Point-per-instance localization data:
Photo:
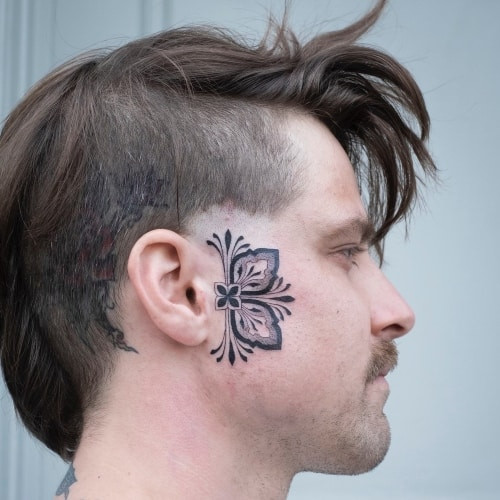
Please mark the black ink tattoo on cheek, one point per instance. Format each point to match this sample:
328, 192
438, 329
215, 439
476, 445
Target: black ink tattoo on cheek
252, 297
67, 482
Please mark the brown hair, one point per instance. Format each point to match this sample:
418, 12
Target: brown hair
113, 144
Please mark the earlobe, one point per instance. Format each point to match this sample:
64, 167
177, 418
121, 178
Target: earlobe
162, 270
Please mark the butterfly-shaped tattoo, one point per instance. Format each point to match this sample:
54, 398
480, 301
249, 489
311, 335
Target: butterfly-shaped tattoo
252, 296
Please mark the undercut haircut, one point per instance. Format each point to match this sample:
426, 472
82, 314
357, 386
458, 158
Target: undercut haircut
113, 144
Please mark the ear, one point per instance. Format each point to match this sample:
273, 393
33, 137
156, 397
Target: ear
162, 269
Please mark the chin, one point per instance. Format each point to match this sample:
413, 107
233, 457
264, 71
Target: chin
361, 448
369, 450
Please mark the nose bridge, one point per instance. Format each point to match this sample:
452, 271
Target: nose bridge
391, 316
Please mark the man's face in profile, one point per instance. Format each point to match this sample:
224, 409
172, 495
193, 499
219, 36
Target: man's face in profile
322, 395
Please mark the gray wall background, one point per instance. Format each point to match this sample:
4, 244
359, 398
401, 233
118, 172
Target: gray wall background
445, 405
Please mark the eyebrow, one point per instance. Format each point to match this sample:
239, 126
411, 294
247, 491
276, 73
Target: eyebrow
358, 226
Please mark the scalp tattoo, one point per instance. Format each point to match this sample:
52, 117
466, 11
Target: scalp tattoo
121, 203
252, 297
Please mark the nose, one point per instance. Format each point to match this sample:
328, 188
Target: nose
391, 316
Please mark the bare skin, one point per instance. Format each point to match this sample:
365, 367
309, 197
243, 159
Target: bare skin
175, 423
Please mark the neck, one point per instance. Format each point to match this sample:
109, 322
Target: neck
146, 445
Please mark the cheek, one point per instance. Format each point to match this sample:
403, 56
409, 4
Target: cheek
328, 333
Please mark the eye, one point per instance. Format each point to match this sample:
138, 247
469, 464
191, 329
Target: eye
348, 255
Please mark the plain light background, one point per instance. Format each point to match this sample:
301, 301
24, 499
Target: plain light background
444, 407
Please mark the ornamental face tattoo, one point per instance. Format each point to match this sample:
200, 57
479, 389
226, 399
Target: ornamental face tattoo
252, 297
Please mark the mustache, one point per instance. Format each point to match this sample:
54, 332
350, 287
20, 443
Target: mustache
384, 359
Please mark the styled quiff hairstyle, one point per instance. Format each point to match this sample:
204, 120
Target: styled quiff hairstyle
113, 144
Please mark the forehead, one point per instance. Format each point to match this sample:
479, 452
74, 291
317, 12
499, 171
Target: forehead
330, 193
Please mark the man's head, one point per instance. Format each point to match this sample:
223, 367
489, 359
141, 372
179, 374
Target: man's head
118, 168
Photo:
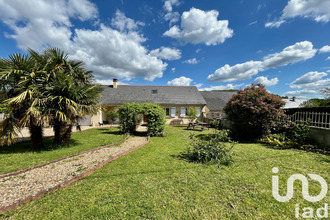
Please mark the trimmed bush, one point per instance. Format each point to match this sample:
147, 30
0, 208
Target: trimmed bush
192, 114
112, 116
130, 115
127, 116
156, 118
213, 148
253, 112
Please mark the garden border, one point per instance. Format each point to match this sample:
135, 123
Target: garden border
68, 182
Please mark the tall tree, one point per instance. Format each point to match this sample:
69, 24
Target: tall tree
45, 84
20, 77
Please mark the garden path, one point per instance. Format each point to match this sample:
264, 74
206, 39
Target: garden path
21, 187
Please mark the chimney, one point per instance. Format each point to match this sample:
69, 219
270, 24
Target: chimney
115, 83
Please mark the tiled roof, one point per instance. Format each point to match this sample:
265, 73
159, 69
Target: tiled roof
171, 95
216, 100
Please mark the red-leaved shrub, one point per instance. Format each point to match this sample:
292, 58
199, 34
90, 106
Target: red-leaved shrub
253, 112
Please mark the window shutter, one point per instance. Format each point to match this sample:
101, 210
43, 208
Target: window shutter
183, 112
173, 110
198, 111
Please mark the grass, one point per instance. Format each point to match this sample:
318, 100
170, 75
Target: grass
154, 183
20, 156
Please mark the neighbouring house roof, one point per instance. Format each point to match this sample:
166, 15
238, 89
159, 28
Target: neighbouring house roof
293, 103
166, 95
216, 100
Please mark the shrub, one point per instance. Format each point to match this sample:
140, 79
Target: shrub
192, 114
156, 118
127, 116
297, 135
112, 116
212, 148
253, 112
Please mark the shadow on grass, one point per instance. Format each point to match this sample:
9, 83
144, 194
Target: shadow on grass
26, 147
140, 133
185, 156
137, 173
107, 131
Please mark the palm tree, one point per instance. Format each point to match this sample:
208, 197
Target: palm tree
42, 85
20, 76
69, 93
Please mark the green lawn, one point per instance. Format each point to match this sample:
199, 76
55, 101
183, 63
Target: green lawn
154, 183
20, 156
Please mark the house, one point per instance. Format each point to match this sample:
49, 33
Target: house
215, 103
174, 99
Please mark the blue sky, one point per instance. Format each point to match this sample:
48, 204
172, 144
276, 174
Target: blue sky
211, 44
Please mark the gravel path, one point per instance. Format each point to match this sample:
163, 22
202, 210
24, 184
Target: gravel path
18, 187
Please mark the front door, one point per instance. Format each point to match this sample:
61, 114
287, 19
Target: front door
145, 119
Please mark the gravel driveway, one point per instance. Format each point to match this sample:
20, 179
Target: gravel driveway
14, 189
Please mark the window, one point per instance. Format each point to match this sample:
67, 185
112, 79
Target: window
173, 112
167, 112
183, 112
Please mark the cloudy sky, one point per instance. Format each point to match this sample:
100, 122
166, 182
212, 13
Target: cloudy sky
211, 44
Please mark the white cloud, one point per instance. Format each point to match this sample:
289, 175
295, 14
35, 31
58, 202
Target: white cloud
298, 52
39, 23
109, 82
275, 24
252, 23
237, 72
325, 49
265, 81
108, 52
319, 10
302, 92
191, 61
181, 81
171, 16
166, 53
311, 80
111, 53
199, 26
122, 23
222, 87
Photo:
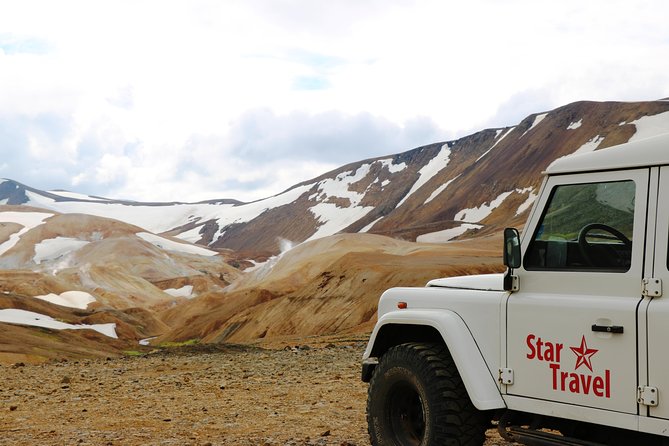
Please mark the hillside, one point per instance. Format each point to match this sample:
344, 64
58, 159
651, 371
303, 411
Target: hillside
92, 276
76, 285
480, 182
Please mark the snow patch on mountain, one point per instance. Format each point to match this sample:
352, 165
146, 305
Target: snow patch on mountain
433, 167
536, 122
185, 291
496, 142
338, 187
171, 245
447, 234
393, 168
531, 198
591, 145
53, 248
22, 317
28, 220
648, 126
475, 215
439, 190
72, 299
334, 218
369, 226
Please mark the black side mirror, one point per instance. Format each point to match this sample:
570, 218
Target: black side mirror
512, 255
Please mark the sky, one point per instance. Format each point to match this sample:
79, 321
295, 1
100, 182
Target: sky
195, 99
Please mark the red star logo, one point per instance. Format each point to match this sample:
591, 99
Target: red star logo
583, 354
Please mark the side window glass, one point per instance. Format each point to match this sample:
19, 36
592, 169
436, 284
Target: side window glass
585, 227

Assignment: Copy out the data verbatim, excluding the pictures.

Response to this exercise:
Photo:
Please mark the black ink tattoo on cheek, one point per instance. Format each point to match this sample:
328, 192
438, 329
215, 439
476, 445
Target: black ink tattoo on cheek
252, 297
67, 482
Please mark the brown hair, one point per instance. Format each point to match this sample:
418, 12
Target: brown hair
113, 144
Please mark the earlobe, one point per instance. Format each point to match this sample:
64, 167
177, 418
121, 178
Target: earlobe
162, 270
Please mark the butterfly-shaped tattoo, one point per instance. Format each point to match this sample:
54, 398
480, 301
249, 489
311, 335
Target: butterfly-shaped tattoo
252, 296
Please mark the undercut haircut, one point per instance. Format each point to match this sample:
426, 472
82, 314
357, 386
458, 158
Target: undercut haircut
113, 144
Please mark the ear, one point per instance. Format each point to match this sample:
273, 393
33, 137
156, 397
Target: ear
162, 269
Please mark the chin, one point per instance. Format each point to match this sample:
413, 107
233, 457
264, 71
Target: chin
361, 448
369, 450
Please mark the nose bridge, one point per instance. Format each point to match this sample:
452, 271
Target: nose bridge
391, 316
Please mark the man's face in profile, one point per instance. Format each point to match this sample:
224, 409
172, 495
193, 499
219, 36
Target: man's face in profile
322, 395
Please mark the gray wall background, one point per instance. Format each point to match this sample:
4, 244
359, 398
401, 233
118, 172
Target: gray wall background
445, 405
Please mark the eyebrow, one point per instance. Format each point to match this sample:
239, 126
411, 294
247, 491
276, 73
Target: eyebrow
358, 226
Please mark the scalp tattoo, one point per instance. Format each point to match this sample:
52, 117
466, 11
Target: scalp tattoo
121, 203
252, 297
Please mark the nose, one point per instance. Format each point to match this sample:
328, 188
Target: nose
391, 316
Please mark the bare skin, one point per instance. Format each point to match this sample:
365, 367
309, 197
243, 159
Target: bare skin
175, 423
Please mark the neck, one point per instance. Format each point to match this sample:
109, 322
Target: neck
146, 445
Please mark the cheek, one point per instance. Format each point to match this sample:
403, 56
409, 4
Target: cheek
328, 333
Please mark the eye, one point per instance. Format each point to match this sample:
138, 247
469, 464
191, 329
Target: eye
348, 255
Please mark the plain light background, one point per instance. Format each point to match this sample:
301, 301
24, 499
Target: plain light background
444, 407
Please mark the ornamental face tattoo, one point per instance. Format each point to match this sample:
200, 57
479, 389
226, 399
Target: ornamental face tattoo
252, 297
Please mark the mustache, one point per instance. Format each point to match this sample:
54, 332
350, 287
20, 443
Target: mustache
384, 359
Please mark the styled quiff hairstyle, one point per instance. Format each point to match this sample:
204, 120
Target: styled quiff hairstyle
113, 144
Please mark the forehead, one point per instance. Format each point to match this sample:
479, 452
74, 291
317, 12
499, 171
Target: forehead
330, 193
Please mark the man's head, one point per instance. Format each point to match this sample:
223, 367
489, 359
141, 372
179, 374
Target: man's head
118, 168
Photo:
Please mark the trimmed bush, one point per instance. Format each point to match this sample:
147, 30
0, 208
Target: trimmed bush
192, 114
112, 116
130, 115
127, 116
156, 118
213, 148
253, 112
Please mark the garden border, one point per instance. Format each point to match this sample:
135, 123
Target: garden border
68, 182
Please mark the tall tree, one point per instance. Format each point to match this sample:
69, 24
Target: tall tree
45, 84
20, 77
Please mark the garden path, one point per instance. Format each point to match this sample:
264, 74
206, 39
Target: garden path
21, 187
Please mark the chimney, one point per instance. Format each point to match this sample:
69, 219
270, 24
Target: chimney
115, 83
Please mark the tiled roof, one point per instance. Format each point to match this sample:
265, 73
159, 69
Target: tiled roof
171, 95
216, 100
Please mark the red-leaved shrub, one point per instance. Format each point to match this sample:
292, 58
199, 34
90, 106
Target: red-leaved shrub
253, 112
Please mark the window shutter, one point per instance. Format each point to match this sample:
101, 210
43, 208
Target: window shutter
183, 112
173, 110
198, 111
Please mark the grass, one point per instance. Format each point to match this sample:
318, 100
170, 75
Target: grass
154, 183
20, 156
Please mark the neighbouring house roof, one point per instance. Format each point to match this sample:
166, 15
238, 89
159, 28
Target: neighbouring house roof
293, 103
166, 95
216, 100
Please mark the shrub, one point per instance. Format each point to match this sample:
140, 79
Target: shrub
192, 114
156, 118
127, 116
297, 135
112, 116
212, 148
253, 112
Please mark the shadow on grass, one point per instance. Format each point to match this sample:
9, 83
144, 194
Target: shadow on grass
26, 147
140, 133
185, 156
137, 173
107, 131
Please mark the palm tree, one point per instance. Format each point to match this sample:
208, 197
Target: palm tree
42, 85
20, 76
69, 93
Please mark the green lawn, one point per instance. Format each point to match this sample:
199, 76
55, 101
183, 63
Target: green lawn
154, 183
20, 156
Please mark the house, one point per instance. Format each point to match this sample:
49, 33
Target: house
215, 103
174, 99
Please mark the blue sky, one point per instance. Format each point to match this sample:
48, 204
172, 144
276, 174
Target: blue sky
211, 44
Please mark the gravel path, one point per instance. Format each point to match this sample:
163, 22
202, 210
24, 184
Target: gravel path
18, 187
Please mark the front door, one point per instance. Format each point to match this sample:
61, 114
287, 19
Target: front door
145, 119
Please mark the gravel driveway, one point per instance. Format each point to match this sample:
20, 179
Target: gravel driveway
14, 189
Please mark the window, one point per instance. Format each point to match this sample:
67, 185
112, 79
Target: window
173, 112
167, 112
183, 112
Please mark the cloudy sky, one point per instance. Format each point to match this sample:
100, 122
166, 182
212, 13
Target: cloudy sky
211, 44
Please mark the white cloud, one point per instance. Format each point to match this sample:
289, 175
295, 14
35, 31
58, 202
Target: white cloud
298, 52
39, 23
109, 82
275, 24
252, 23
237, 72
325, 49
265, 81
108, 52
319, 10
302, 92
191, 61
181, 81
171, 16
166, 53
311, 80
111, 53
199, 26
122, 23
222, 87
Photo:
Please mark the hillside, one point per instance. Format each point to match this sample:
344, 64
58, 159
651, 371
303, 411
Target: hillside
92, 276
76, 285
480, 182
Please mark the snow patch on mountain, one point per instance. Format each point to match this sample:
352, 165
146, 305
Target: snow patch on mountain
433, 167
536, 122
185, 291
496, 142
338, 187
171, 245
447, 234
393, 168
531, 198
591, 145
53, 248
22, 317
28, 220
648, 126
475, 215
439, 190
72, 299
334, 218
369, 226
Please mark the black side mirror, one point per instance. Format each point to match this sample:
570, 218
Target: black side mirror
512, 255
Please mark the sky, one point per instance. Format each point to match this sample:
79, 321
295, 1
100, 182
Target: sky
195, 99
Please mark the red star logo, one point per instance. Format each point to match this sample:
591, 99
Target: red star logo
583, 354
Please mark the side window glass, one point per instance. Format each point to match this sample:
19, 36
592, 169
436, 284
Target: side window glass
585, 227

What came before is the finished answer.